RECORDED DATA ->

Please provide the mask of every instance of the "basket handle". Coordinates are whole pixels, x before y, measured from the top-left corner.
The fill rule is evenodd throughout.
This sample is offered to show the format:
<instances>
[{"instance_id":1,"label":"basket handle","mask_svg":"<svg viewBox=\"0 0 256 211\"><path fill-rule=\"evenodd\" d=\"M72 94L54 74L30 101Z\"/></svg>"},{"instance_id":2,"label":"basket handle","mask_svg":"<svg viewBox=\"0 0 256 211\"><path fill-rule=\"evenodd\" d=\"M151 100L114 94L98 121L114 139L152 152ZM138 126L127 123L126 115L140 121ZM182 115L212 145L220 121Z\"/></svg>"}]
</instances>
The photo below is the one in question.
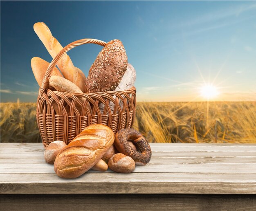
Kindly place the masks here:
<instances>
[{"instance_id":1,"label":"basket handle","mask_svg":"<svg viewBox=\"0 0 256 211\"><path fill-rule=\"evenodd\" d=\"M104 46L106 42L103 41L97 40L95 39L83 39L76 40L64 47L61 50L55 57L52 59L52 61L50 63L47 70L45 72L45 74L44 77L43 81L42 81L42 85L39 89L39 94L40 96L42 96L43 93L45 92L47 89L49 88L49 79L50 79L50 75L52 72L52 70L61 57L70 50L72 49L73 48L78 46L83 45L83 44L87 44L88 43L92 43L94 44L97 44Z\"/></svg>"}]
</instances>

EXERCISE DESCRIPTION -> Repeat all the items above word for word, but leave out the pictures.

PROBLEM SOLUTION ->
Please provide the mask of every instance of the "basket handle". Coordinates are whole pixels, x before y, measured from the top-left corner.
The fill rule is evenodd throughout.
This sample is offered to show the format:
<instances>
[{"instance_id":1,"label":"basket handle","mask_svg":"<svg viewBox=\"0 0 256 211\"><path fill-rule=\"evenodd\" d=\"M72 94L54 74L30 101Z\"/></svg>"},{"instance_id":2,"label":"basket handle","mask_svg":"<svg viewBox=\"0 0 256 211\"><path fill-rule=\"evenodd\" d=\"M151 100L114 94L98 121L114 139L152 152ZM138 126L127 123L126 115L140 121ZM182 115L212 145L220 121Z\"/></svg>"}]
</instances>
The photo below is the one in question.
Kindly place the masks here:
<instances>
[{"instance_id":1,"label":"basket handle","mask_svg":"<svg viewBox=\"0 0 256 211\"><path fill-rule=\"evenodd\" d=\"M104 46L106 42L103 41L97 40L95 39L83 39L76 40L64 47L61 50L55 57L52 59L52 61L50 63L47 70L45 72L45 74L44 77L43 81L42 81L42 85L39 89L39 94L40 96L42 96L43 93L45 92L47 89L49 88L49 79L50 79L50 75L52 72L52 70L61 57L70 50L72 49L73 48L78 46L83 45L83 44L87 44L88 43L92 43L94 44L97 44Z\"/></svg>"}]
</instances>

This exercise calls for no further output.